### Written exercise
In the listing below, locate every line that contains the string "tinted" and copy those lines out. Case matters, so a match must have the same capitalization.
------ Extracted data
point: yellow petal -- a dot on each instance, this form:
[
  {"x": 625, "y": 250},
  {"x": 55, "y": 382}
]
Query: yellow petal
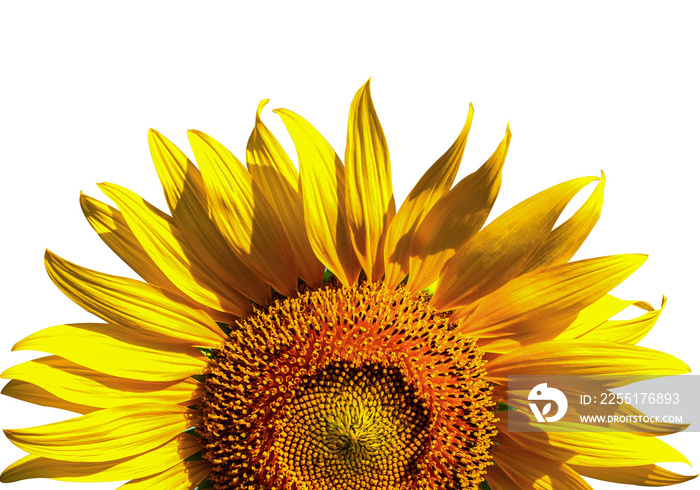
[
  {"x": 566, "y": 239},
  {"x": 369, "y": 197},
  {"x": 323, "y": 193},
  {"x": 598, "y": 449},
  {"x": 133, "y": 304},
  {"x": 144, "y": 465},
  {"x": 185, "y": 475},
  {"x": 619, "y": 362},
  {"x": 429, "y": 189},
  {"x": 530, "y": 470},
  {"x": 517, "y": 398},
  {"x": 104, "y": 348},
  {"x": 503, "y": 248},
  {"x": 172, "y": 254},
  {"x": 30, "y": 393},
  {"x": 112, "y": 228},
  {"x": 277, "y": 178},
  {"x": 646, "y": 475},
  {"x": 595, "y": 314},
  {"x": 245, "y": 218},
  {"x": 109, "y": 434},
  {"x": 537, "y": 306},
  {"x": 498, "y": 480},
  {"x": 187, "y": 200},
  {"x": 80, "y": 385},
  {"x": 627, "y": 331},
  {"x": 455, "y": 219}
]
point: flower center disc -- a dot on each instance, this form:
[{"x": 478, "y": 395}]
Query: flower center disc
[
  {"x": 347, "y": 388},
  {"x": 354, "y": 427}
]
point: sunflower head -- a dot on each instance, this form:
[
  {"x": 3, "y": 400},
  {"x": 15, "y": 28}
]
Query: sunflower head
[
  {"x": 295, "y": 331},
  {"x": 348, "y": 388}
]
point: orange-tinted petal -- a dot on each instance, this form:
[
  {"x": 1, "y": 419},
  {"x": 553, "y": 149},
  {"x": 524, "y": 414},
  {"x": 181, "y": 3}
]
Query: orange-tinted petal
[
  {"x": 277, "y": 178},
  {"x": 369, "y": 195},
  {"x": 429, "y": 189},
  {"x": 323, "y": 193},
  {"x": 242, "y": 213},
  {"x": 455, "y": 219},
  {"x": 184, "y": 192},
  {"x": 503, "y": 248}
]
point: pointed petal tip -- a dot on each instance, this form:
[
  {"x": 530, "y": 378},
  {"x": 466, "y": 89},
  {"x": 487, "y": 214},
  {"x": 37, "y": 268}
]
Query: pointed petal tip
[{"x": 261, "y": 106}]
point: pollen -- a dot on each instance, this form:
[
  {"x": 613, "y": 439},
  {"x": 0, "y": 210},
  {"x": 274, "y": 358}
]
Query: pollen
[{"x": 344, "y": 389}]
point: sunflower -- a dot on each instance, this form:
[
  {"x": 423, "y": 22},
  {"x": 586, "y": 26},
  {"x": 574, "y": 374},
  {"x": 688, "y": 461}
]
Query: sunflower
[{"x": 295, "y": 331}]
------------
------ Extracted data
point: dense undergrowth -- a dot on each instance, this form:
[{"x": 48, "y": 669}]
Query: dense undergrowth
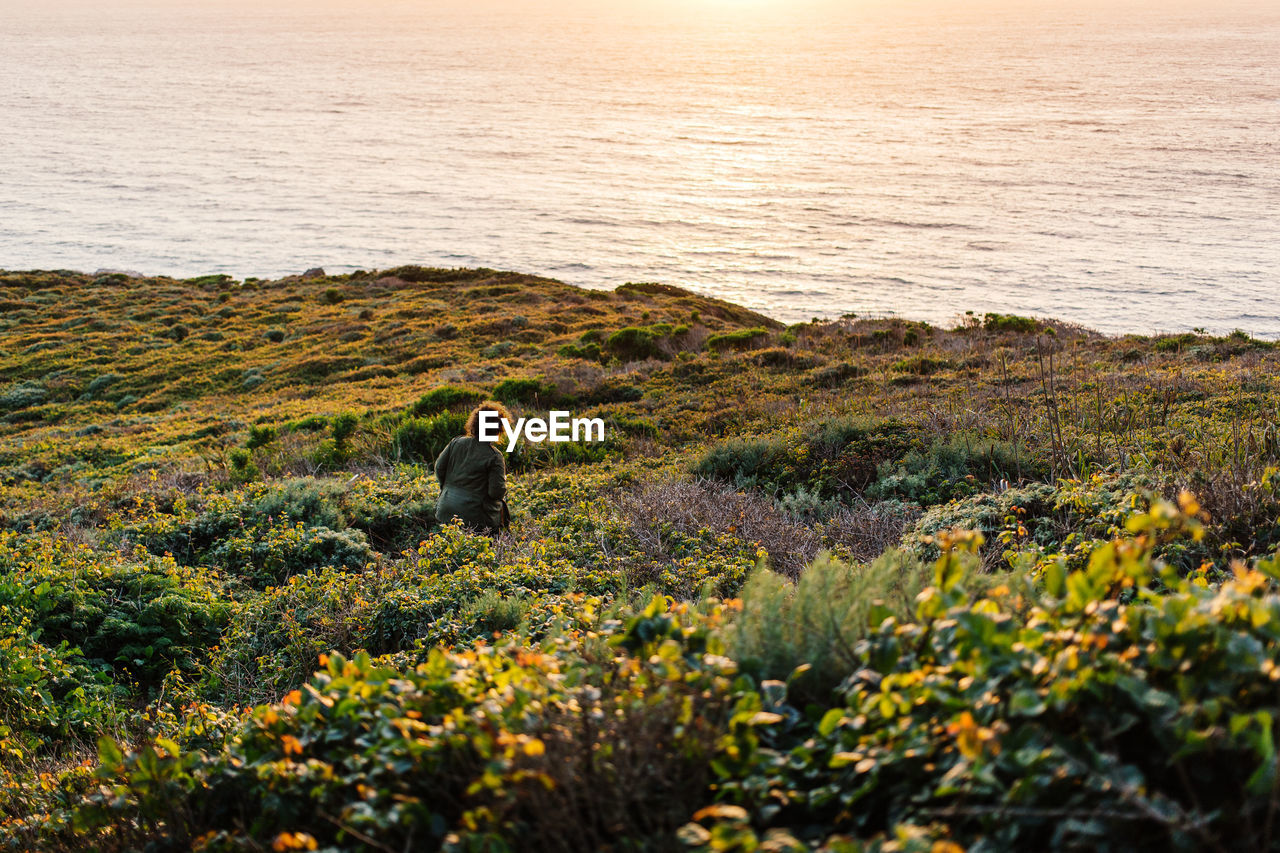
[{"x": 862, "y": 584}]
------------
------ Extracted data
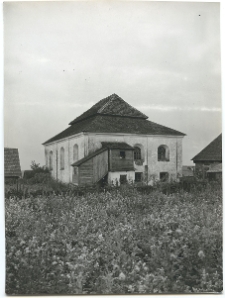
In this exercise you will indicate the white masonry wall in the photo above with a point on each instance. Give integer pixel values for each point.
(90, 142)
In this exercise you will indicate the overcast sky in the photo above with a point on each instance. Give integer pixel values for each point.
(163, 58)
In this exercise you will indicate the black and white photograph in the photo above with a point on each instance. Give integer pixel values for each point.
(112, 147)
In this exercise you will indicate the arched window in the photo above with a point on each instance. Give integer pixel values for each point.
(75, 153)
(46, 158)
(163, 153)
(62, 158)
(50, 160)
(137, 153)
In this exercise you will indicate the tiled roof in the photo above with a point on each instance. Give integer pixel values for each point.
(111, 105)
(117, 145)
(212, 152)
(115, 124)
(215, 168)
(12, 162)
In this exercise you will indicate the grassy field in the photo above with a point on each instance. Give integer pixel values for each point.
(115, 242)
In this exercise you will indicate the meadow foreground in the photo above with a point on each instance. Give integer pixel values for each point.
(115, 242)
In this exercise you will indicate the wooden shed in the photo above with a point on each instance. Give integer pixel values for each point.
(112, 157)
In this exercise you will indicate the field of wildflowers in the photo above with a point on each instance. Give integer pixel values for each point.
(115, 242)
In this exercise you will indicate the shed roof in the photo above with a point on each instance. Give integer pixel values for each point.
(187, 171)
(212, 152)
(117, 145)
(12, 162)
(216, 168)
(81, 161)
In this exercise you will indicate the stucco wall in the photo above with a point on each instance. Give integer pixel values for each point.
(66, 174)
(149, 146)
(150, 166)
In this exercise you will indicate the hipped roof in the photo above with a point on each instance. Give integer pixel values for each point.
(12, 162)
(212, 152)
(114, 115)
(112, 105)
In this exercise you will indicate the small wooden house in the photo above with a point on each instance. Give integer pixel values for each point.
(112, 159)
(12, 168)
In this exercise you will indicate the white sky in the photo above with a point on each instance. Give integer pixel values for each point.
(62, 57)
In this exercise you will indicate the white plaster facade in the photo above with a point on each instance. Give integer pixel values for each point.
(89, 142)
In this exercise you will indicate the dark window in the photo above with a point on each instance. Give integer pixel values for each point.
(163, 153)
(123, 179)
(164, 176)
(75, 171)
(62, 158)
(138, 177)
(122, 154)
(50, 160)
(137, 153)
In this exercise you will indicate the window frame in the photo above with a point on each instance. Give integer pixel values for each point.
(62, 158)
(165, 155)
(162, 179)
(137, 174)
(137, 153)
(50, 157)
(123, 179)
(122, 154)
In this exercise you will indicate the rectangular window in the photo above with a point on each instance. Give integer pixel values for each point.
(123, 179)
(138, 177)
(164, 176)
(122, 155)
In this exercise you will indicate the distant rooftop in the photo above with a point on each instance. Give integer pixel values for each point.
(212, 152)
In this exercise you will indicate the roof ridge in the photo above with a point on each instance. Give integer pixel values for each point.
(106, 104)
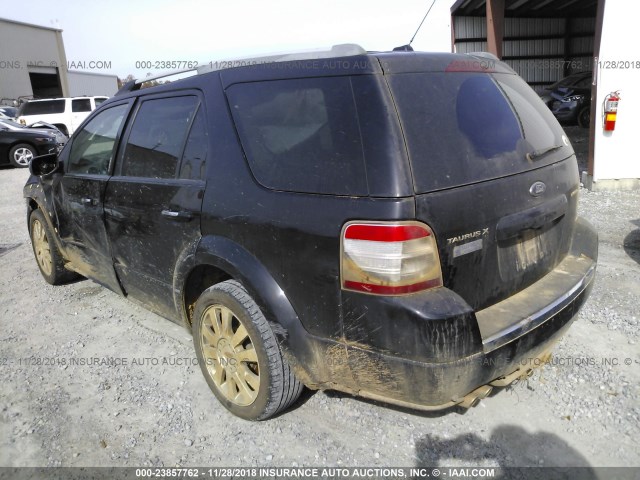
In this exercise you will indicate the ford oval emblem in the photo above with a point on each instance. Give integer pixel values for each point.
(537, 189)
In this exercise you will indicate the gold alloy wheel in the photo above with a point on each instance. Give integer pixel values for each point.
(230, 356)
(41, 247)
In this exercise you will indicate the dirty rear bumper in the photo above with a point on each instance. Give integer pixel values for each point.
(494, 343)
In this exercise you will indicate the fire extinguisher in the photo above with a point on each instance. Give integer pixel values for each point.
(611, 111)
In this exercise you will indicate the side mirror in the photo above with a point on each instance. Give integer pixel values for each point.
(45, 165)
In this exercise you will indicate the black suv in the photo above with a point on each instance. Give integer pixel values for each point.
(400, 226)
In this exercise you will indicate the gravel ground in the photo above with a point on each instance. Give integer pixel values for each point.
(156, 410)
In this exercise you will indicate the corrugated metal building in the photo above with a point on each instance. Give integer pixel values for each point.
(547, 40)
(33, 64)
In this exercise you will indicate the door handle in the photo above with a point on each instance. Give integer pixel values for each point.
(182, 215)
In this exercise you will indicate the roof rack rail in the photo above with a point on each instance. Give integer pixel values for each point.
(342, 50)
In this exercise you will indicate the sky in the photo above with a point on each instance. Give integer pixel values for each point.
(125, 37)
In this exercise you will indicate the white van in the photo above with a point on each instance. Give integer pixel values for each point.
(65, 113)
------------
### Final result
point: orange-tinted petal -- a dot on each instance, this form:
Query: orange-tinted petal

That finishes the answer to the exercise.